[Gegeven passage]
******
De rechtbank merkt hierbij nog op dat de raadsman terecht heeft opgemerkt dat zich in het dossier geen afbeelding van de handschoenen bevindt noch dat uit het dossier is gebleken dat de handschoenen op enig moment aan verdachte zijn getoond of dat verdachte op een andere wijze kennis heeft kunnen nemen van de handschoenen. Onder deze omstandigheden kan van verdachte niet worden verwacht dat hij een verklaring omtrent het aantreffen van de handschoenen in de caravan verstrekt.
Feit 2(zaaksdossier 11)
Een week voor de fietsendiefstal in Harderwijk (feit 3) is op 9 mei 2014 omstreeks 03.34 uur een plof-/ramkraak gepleegd op de geldautomaat van de ING Bank aan de Korenbloem te Zwaag . Voor de pinautomaat wordt een uitgebrande Volkswagen Caddy aangetroffen, waarvan de ramen kapot zijn. Op de vloer van de hal naar de kluisruimte liggen glasscherven van veiligheidsglas, waarschijnlijk afkomstig van deze Volkswagen Caddy, waarbij de achterruiten zijn gesneuveld vermoedelijk nadat het voertuig is doorgeschoten bij het rammen van de deur. Een referentiemonster van deze glasscherven is ingezonden naar de LFCT-glasdatabase.
Het NFI voert een glasvergelijkend onderzoek uit met glasdeeltjes die zijn aangetroffen op de handschoen die naar alle waarschijnlijkheid door de dader van de diefstal uit de caravan in Harderwijk (feit 3) is achtergelaten en waarop een DNA-mengprofiel van minimaal twee personen is aangetroffen. Voor één glasdeeltje op de handschoen wordt een match gevonden met het referentiemonster van het glas uit de Volkswagen Caddy. Voor dat glasdeeltje geldt dat de resultaten van het glasvergelijkend onderzoek veel waarschijnlijker zijn (ordegrootte bewijskracht 100-10.000) wanneer dit glasdeeltje afkomstig is van de vernielde ruit van de Volkswagen Caddy dan wanneer het afkomstig is van een willekeurige andere ruit of glazen object.
Nu, behoudens het DNA-spoor op voornoemde handschoen, het dossier geen enkel ander bewijsmiddel bevat dat in de richting van verdachte wijst, acht de rechtbank, gelet op de overwegingen omtrent de vrijspraak van verdachte van feit 3, evenmin wettig en overtuigend bewezen dat verdachte degene was die de betreffende handschoenen heeft gedragen ten tijde van de ram-/plofkraak in Zwaag op 9 mei 2014, zodat verdachte overeenkomstig de eis van de officier van justitie ook van dit feit dient te worden vrijgesproken.
******
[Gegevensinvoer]
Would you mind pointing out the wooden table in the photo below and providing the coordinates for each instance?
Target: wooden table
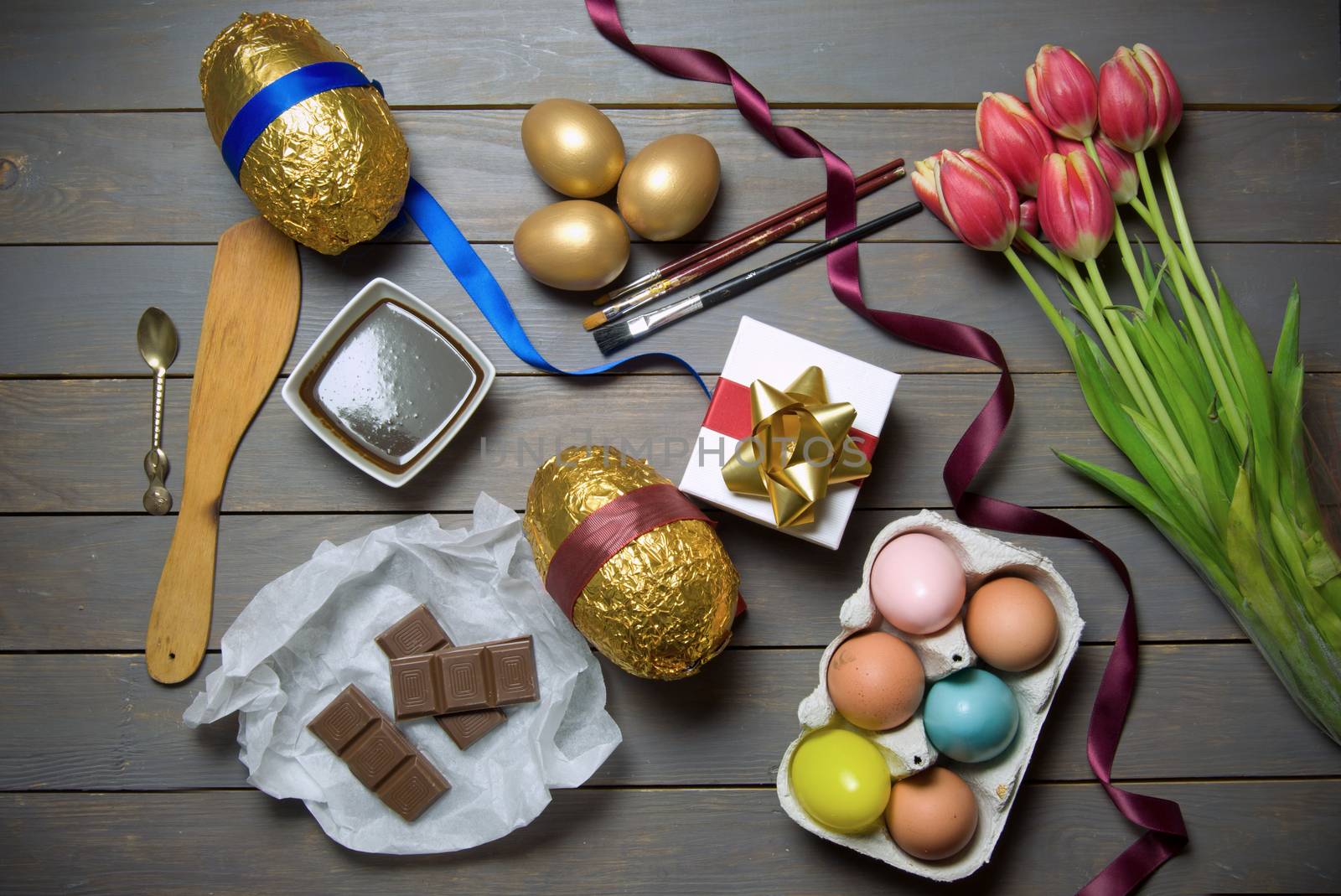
(111, 196)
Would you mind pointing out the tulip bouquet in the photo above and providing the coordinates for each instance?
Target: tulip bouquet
(1217, 439)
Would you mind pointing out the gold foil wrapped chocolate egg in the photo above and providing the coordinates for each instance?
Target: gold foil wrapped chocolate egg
(663, 605)
(329, 172)
(668, 188)
(573, 147)
(577, 245)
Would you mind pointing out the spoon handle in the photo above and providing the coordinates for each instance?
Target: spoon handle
(160, 388)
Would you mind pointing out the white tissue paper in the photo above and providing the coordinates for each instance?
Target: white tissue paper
(308, 634)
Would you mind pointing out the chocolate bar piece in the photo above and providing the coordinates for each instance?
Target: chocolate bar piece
(379, 754)
(419, 632)
(463, 679)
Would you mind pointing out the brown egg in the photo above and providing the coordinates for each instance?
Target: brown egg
(668, 188)
(932, 815)
(1012, 624)
(577, 245)
(573, 147)
(876, 681)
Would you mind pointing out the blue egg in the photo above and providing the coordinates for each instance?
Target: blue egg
(971, 715)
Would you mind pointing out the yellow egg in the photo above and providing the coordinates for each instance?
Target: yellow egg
(573, 147)
(577, 245)
(841, 779)
(670, 187)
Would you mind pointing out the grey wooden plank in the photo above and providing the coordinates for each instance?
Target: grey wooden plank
(71, 310)
(111, 179)
(75, 446)
(94, 722)
(57, 55)
(85, 583)
(53, 462)
(1249, 837)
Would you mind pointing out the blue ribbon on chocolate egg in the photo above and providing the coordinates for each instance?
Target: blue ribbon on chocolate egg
(275, 98)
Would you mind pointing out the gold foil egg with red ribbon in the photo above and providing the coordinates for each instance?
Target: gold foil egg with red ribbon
(668, 188)
(660, 605)
(332, 169)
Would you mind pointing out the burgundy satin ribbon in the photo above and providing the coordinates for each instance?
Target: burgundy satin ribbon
(605, 531)
(1166, 831)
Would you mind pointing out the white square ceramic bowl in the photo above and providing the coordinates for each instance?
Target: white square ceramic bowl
(349, 315)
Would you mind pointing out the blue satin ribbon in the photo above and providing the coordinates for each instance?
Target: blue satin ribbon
(275, 98)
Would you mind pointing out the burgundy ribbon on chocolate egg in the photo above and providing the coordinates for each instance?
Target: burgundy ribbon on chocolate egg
(605, 531)
(1166, 833)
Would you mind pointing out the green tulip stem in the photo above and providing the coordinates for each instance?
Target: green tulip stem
(1124, 246)
(1043, 302)
(1233, 416)
(1037, 247)
(1101, 326)
(1144, 214)
(1143, 375)
(1204, 283)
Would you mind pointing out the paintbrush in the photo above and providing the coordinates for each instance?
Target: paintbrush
(743, 234)
(733, 252)
(614, 337)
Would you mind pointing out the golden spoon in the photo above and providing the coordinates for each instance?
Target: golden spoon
(158, 339)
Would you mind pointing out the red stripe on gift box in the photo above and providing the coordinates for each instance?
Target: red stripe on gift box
(728, 413)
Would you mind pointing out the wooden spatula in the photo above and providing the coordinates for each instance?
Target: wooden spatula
(250, 321)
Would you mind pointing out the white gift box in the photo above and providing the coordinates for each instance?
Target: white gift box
(761, 352)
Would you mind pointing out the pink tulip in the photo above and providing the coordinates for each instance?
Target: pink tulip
(1029, 216)
(1074, 205)
(971, 194)
(1028, 225)
(1014, 138)
(1139, 101)
(1063, 91)
(1152, 62)
(1119, 167)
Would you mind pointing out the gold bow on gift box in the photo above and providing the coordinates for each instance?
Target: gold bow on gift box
(805, 444)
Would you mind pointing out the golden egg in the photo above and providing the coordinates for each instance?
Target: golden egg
(573, 147)
(577, 245)
(670, 187)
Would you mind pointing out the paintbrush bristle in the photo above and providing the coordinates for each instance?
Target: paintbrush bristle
(614, 337)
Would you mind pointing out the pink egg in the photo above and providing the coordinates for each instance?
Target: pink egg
(918, 583)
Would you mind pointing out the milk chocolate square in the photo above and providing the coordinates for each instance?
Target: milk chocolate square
(513, 670)
(416, 632)
(377, 754)
(419, 632)
(467, 679)
(413, 788)
(346, 717)
(415, 687)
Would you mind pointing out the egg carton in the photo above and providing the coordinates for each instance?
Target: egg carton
(907, 748)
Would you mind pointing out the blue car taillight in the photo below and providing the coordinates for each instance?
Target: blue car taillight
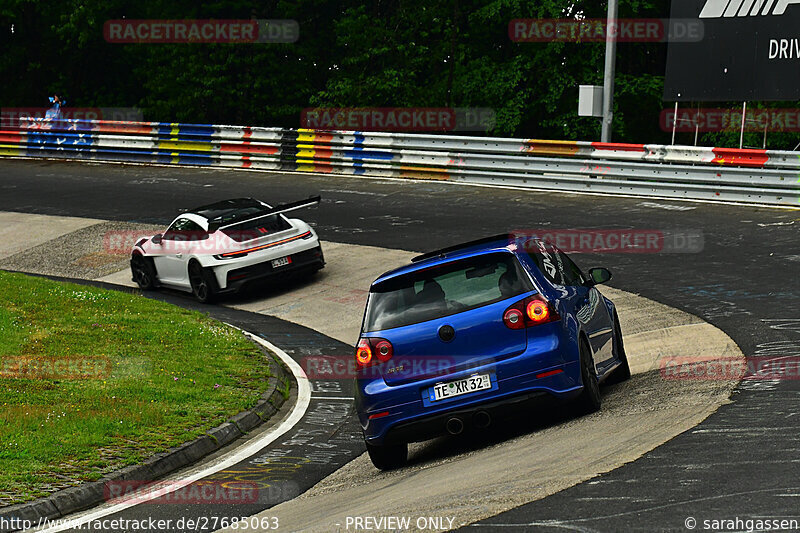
(530, 311)
(372, 350)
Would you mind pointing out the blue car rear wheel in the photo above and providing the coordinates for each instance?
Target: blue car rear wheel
(589, 400)
(388, 457)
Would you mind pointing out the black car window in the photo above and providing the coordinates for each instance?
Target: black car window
(444, 290)
(184, 229)
(546, 260)
(571, 273)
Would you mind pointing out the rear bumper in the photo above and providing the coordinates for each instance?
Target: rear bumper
(406, 413)
(433, 426)
(304, 261)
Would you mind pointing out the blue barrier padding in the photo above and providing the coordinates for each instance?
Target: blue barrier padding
(359, 152)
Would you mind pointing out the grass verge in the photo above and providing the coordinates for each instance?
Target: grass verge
(92, 380)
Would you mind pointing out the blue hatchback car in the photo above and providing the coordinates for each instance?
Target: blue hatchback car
(466, 332)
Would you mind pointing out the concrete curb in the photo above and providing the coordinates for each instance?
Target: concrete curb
(78, 498)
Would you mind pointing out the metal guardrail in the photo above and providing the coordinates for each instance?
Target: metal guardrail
(721, 174)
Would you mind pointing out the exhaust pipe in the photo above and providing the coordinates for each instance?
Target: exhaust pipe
(454, 426)
(481, 419)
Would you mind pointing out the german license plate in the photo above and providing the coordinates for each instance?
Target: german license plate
(281, 261)
(442, 391)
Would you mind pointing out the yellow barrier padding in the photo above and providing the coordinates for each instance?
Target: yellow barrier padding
(545, 147)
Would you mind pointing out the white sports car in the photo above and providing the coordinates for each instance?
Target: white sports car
(218, 248)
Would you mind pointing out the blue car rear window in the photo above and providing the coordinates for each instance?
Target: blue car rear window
(444, 290)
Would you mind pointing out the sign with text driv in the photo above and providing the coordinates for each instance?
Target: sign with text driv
(750, 52)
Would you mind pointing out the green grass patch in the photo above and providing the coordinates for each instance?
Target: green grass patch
(92, 380)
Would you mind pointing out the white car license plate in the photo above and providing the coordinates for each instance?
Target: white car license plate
(281, 261)
(468, 385)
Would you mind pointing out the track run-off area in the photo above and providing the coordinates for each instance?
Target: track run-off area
(660, 451)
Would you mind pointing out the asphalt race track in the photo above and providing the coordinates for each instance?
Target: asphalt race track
(741, 462)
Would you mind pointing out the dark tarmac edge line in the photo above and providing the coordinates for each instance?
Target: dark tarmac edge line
(523, 185)
(81, 497)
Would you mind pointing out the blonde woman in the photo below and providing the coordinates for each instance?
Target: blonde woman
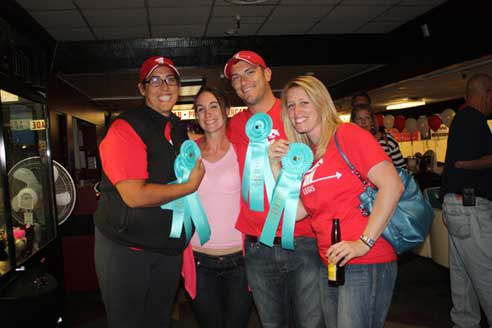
(330, 190)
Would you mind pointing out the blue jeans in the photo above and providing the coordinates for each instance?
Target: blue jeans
(222, 298)
(363, 301)
(284, 280)
(138, 287)
(470, 259)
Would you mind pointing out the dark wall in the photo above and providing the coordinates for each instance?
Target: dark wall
(64, 104)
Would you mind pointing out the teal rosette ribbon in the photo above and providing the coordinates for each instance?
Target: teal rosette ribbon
(187, 210)
(257, 173)
(285, 196)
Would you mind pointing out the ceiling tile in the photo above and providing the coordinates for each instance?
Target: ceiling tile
(231, 11)
(167, 31)
(98, 4)
(404, 13)
(279, 29)
(178, 16)
(335, 28)
(112, 33)
(181, 3)
(220, 30)
(379, 27)
(59, 19)
(358, 14)
(432, 3)
(369, 2)
(36, 5)
(71, 34)
(309, 2)
(115, 17)
(232, 20)
(293, 14)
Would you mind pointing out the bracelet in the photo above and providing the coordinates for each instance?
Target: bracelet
(368, 241)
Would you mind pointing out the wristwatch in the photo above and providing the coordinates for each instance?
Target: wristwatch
(367, 240)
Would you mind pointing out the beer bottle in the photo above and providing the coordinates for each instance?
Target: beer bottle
(336, 273)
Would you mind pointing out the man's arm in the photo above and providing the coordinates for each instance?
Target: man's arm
(483, 162)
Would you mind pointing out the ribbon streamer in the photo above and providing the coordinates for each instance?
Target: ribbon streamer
(187, 210)
(257, 172)
(285, 198)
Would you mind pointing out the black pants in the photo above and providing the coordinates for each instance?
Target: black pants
(138, 287)
(222, 298)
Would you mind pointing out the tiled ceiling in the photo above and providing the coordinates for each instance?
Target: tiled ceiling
(76, 20)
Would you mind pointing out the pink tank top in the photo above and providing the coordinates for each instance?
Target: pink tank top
(219, 193)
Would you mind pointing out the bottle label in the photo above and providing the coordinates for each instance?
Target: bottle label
(332, 272)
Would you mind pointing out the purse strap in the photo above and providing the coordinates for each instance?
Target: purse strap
(352, 168)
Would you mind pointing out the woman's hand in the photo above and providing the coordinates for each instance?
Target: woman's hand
(344, 251)
(276, 151)
(196, 175)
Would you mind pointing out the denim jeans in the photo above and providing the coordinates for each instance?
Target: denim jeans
(138, 287)
(363, 301)
(285, 283)
(470, 259)
(222, 298)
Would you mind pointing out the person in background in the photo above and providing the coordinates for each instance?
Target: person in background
(362, 114)
(222, 298)
(138, 265)
(310, 116)
(467, 208)
(284, 283)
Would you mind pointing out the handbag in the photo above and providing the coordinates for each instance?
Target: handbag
(412, 219)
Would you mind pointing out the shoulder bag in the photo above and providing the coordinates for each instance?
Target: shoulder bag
(413, 216)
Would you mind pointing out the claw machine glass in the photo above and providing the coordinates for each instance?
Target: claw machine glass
(27, 185)
(28, 224)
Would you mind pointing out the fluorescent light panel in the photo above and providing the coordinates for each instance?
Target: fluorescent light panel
(407, 104)
(8, 97)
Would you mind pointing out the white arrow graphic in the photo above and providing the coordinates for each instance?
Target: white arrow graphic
(336, 175)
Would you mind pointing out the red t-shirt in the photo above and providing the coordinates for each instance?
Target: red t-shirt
(330, 190)
(251, 222)
(123, 153)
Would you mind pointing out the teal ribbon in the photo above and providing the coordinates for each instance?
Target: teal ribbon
(187, 210)
(285, 198)
(257, 174)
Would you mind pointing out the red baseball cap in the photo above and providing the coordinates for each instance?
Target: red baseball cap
(250, 57)
(152, 63)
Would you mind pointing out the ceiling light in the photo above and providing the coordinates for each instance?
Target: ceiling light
(406, 104)
(190, 86)
(189, 90)
(8, 97)
(246, 2)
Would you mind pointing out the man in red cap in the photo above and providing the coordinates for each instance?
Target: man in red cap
(284, 283)
(138, 265)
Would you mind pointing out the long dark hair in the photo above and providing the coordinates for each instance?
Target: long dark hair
(219, 95)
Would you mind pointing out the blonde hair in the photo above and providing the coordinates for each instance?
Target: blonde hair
(322, 102)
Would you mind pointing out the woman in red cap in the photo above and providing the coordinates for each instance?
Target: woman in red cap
(138, 265)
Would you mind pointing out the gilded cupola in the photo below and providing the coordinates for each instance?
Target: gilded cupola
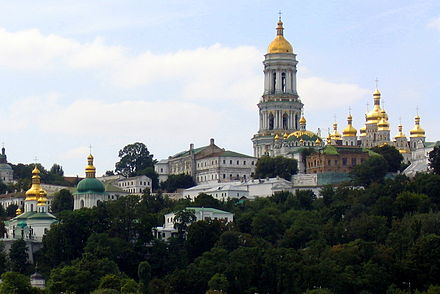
(34, 192)
(417, 131)
(374, 116)
(400, 134)
(280, 44)
(335, 135)
(349, 131)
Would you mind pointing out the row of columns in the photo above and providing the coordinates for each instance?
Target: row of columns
(292, 119)
(269, 82)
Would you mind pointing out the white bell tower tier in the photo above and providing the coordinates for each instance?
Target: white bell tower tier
(280, 107)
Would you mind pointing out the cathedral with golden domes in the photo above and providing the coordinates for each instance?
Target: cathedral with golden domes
(282, 125)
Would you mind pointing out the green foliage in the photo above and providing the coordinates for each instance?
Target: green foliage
(13, 282)
(218, 282)
(371, 170)
(175, 182)
(18, 256)
(63, 200)
(434, 160)
(144, 274)
(271, 167)
(391, 155)
(133, 159)
(11, 210)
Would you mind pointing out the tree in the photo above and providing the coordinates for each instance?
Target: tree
(271, 167)
(63, 200)
(18, 256)
(175, 182)
(11, 210)
(391, 155)
(13, 282)
(371, 170)
(434, 160)
(144, 274)
(218, 282)
(183, 219)
(133, 159)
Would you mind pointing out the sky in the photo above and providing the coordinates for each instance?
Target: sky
(171, 73)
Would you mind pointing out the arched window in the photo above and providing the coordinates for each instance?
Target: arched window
(285, 121)
(271, 121)
(283, 82)
(274, 81)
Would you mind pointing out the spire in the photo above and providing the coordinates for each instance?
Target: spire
(417, 131)
(280, 28)
(90, 169)
(34, 192)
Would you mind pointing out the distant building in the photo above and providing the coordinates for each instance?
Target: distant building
(32, 220)
(208, 164)
(89, 191)
(134, 185)
(339, 159)
(250, 189)
(167, 230)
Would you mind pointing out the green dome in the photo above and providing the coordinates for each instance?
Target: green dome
(90, 185)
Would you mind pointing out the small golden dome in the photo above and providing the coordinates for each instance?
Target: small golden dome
(349, 131)
(335, 135)
(383, 125)
(33, 193)
(400, 134)
(280, 44)
(417, 131)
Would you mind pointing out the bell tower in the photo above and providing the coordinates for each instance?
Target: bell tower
(280, 107)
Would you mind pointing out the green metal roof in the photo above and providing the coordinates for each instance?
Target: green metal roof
(90, 185)
(233, 154)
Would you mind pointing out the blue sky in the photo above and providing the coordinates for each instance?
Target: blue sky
(171, 73)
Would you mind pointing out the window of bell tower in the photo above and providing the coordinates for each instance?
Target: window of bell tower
(271, 121)
(283, 82)
(285, 121)
(274, 82)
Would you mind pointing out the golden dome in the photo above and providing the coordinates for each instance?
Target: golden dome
(383, 125)
(349, 130)
(280, 44)
(400, 134)
(374, 116)
(335, 135)
(417, 131)
(34, 192)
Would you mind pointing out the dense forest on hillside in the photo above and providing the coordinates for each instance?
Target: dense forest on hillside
(382, 238)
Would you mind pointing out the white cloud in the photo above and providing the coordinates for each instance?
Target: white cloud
(435, 23)
(319, 94)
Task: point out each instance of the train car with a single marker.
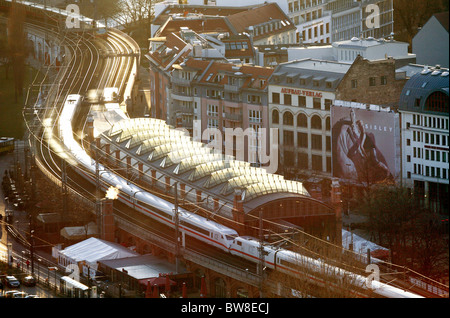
(6, 145)
(163, 211)
(205, 230)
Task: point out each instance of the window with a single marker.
(275, 117)
(316, 142)
(316, 122)
(255, 116)
(288, 119)
(213, 123)
(302, 140)
(287, 99)
(317, 163)
(254, 99)
(302, 120)
(288, 138)
(289, 159)
(213, 110)
(302, 101)
(317, 103)
(276, 98)
(417, 102)
(302, 159)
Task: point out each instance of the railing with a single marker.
(180, 81)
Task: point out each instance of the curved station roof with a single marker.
(174, 153)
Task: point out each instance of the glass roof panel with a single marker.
(274, 186)
(242, 181)
(184, 153)
(224, 175)
(150, 144)
(196, 160)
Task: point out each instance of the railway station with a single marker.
(157, 156)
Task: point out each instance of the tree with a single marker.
(100, 9)
(5, 54)
(410, 231)
(139, 15)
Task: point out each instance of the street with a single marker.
(20, 253)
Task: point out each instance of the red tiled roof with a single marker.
(253, 74)
(258, 15)
(195, 9)
(198, 25)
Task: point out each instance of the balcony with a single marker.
(185, 98)
(231, 88)
(232, 117)
(180, 81)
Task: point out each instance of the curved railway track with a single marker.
(94, 63)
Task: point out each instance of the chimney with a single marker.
(108, 227)
(238, 212)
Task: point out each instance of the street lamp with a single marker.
(39, 260)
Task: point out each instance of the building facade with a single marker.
(372, 82)
(431, 43)
(300, 97)
(425, 129)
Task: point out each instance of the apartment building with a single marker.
(213, 96)
(425, 146)
(300, 97)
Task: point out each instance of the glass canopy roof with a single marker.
(175, 147)
(273, 186)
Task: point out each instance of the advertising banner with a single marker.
(364, 143)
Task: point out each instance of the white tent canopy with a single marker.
(79, 232)
(91, 251)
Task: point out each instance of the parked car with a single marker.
(12, 282)
(10, 293)
(29, 281)
(20, 295)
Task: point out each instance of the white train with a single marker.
(205, 230)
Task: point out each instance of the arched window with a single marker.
(288, 119)
(302, 121)
(316, 122)
(221, 288)
(437, 102)
(275, 117)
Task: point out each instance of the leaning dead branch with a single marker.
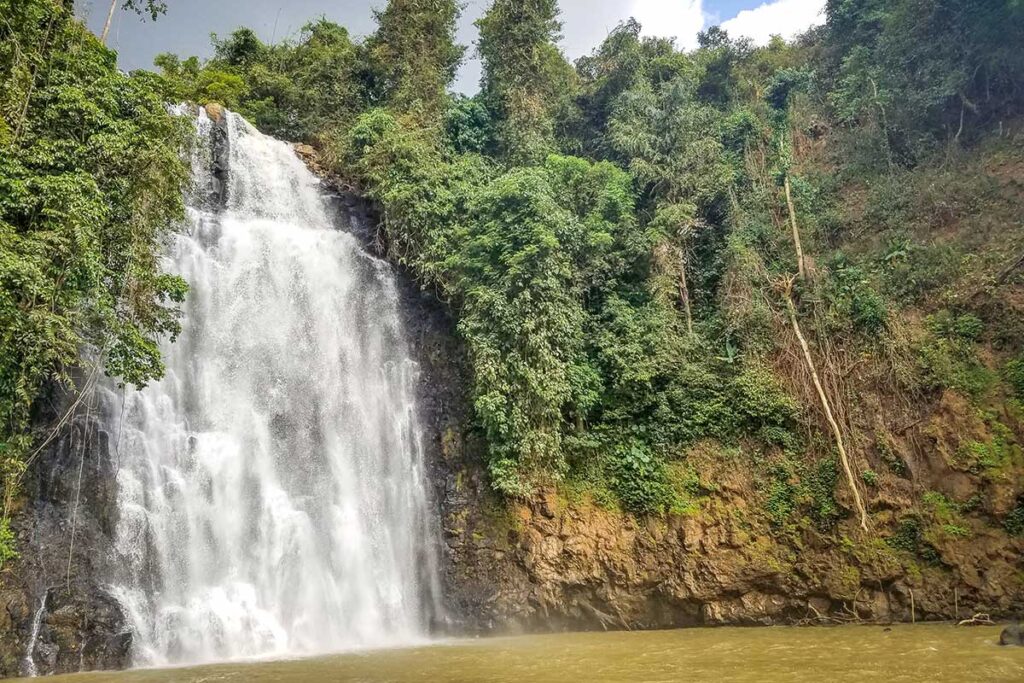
(825, 403)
******
[Te doen]
[A] Op welke datum en omstreeks hoe laat werd volgens de passage over de handschoenen de plof-/ramkraak in Zwaag gepleegd?
[B] Zet de passage over de handschoenen voort vanaf de laatste zin.

[Antwoorden per onderdeel]
[A] Op 9 mei 2014, omstreeks 03.34 uur.

[B]
Feit 4(zaaksdossier 8)
Verdachte dient te worden vrijgesproken van de onder 1, 2 en 3 ten laste gelegde feiten. Het dossier ontbeert enige andere aanwijzing omtrent betrokkenheid van verdachte bij een criminele organisatie. Verdachte zal daarom ook van dit feit worden vrijgesproken. Anders dan de officier van justitie heeft betoogd, is de rechtbank niet uit enig stuk in het dossier of enige verklaring gebleken dat verdachte en [medeverdachte H] elkaar kennen en op enig moment tezamen zijn aangehouden. Het lijkt erop dat de officier van justitie verdachte hier verwart met een persoon genaamd [W] waarvan in zaaksdossier 8 op blz. 20 wordt vermeld dat hij op enig moment tezamen met [medeverdachte H] is aangehouden.
5. Vordering benadeelde partij
Namens de benadeelde partij ING Bank N.V. te Amsterdam is een vordering tot schadevergoeding van € 41.490,08 ingediend tegen verdachte wegens materiële schade, die de bank als gevolg van het onder 2 ten laste gelegde feit zou hebben geleden.
De rechtbank is van oordeel dat nu niet wettig en overtuigend is bewezen hetgeen aan verdachte onder 2 is tenlastegelegd, de benadeelde partij niet in de vordering, die betrekking heeft op dat ten laste gelegde feit, kan worden ontvangen.
Gelet hierop zal de rechtbank bepalen dat de benadeelde partij niet ontvankelijk is in de vordering.